Stored records:

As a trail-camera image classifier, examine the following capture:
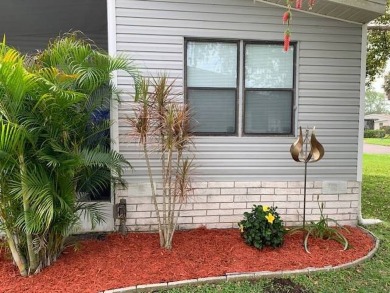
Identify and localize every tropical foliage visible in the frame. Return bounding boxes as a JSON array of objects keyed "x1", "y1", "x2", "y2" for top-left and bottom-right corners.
[
  {"x1": 128, "y1": 75, "x2": 193, "y2": 249},
  {"x1": 0, "y1": 33, "x2": 136, "y2": 276}
]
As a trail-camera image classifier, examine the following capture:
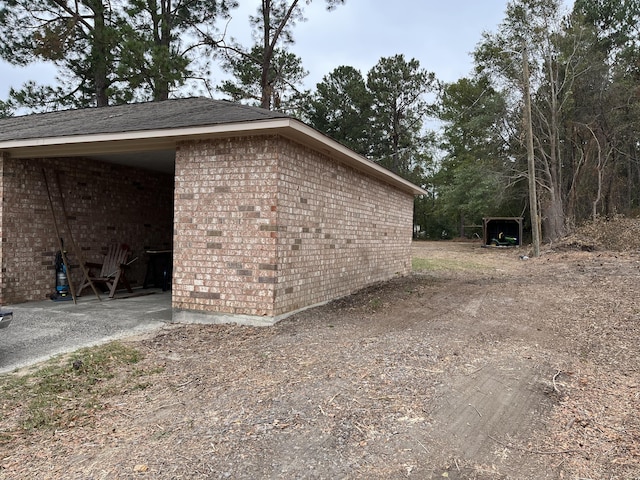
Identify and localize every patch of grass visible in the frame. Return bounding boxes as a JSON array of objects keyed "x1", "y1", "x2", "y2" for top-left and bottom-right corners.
[
  {"x1": 0, "y1": 342, "x2": 157, "y2": 434},
  {"x1": 411, "y1": 257, "x2": 487, "y2": 272}
]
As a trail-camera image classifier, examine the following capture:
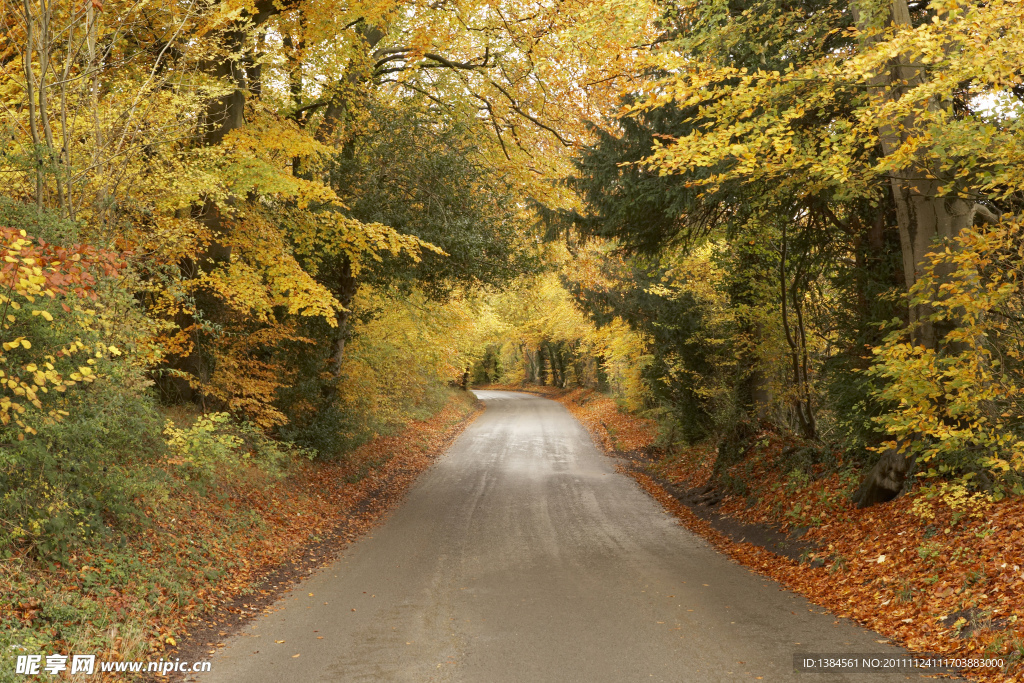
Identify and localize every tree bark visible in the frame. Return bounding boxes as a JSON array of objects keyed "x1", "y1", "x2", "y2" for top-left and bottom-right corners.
[{"x1": 853, "y1": 0, "x2": 975, "y2": 507}]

The request:
Render every line of the entries above as a numbered list, skipping blank lines. Leave the pictures out.

Finished exercise:
1. As a trail-camera image classifier, examine the following capture:
2. Identify and localize every tropical foliage visible in the frame. Return bounding boxes as a JSON array of objects keyed "x1", "y1", "x2", "y2" for top-left and bottom-right corners.
3. [
4.   {"x1": 128, "y1": 75, "x2": 193, "y2": 249},
5.   {"x1": 0, "y1": 33, "x2": 136, "y2": 276}
6. ]
7. As a trail-camera image classifier, examine the following capture:
8. Identify and localize every patch of grass visible in the frame. Return bounding boxes as a JSON array of objects keyed "x1", "y1", "x2", "y2" for top-left and bottom-right corners.
9. [
10.   {"x1": 0, "y1": 342, "x2": 157, "y2": 434},
11.   {"x1": 411, "y1": 257, "x2": 487, "y2": 272}
12. ]
13. As a trail-camera image classifier, examine the following capture:
14. Identify and localize every tree bark visible in the frame. Return bounding boxes as a JSON array of objects keyed "x1", "y1", "x2", "y2" for top-left and bottom-right corners.
15. [{"x1": 853, "y1": 0, "x2": 975, "y2": 507}]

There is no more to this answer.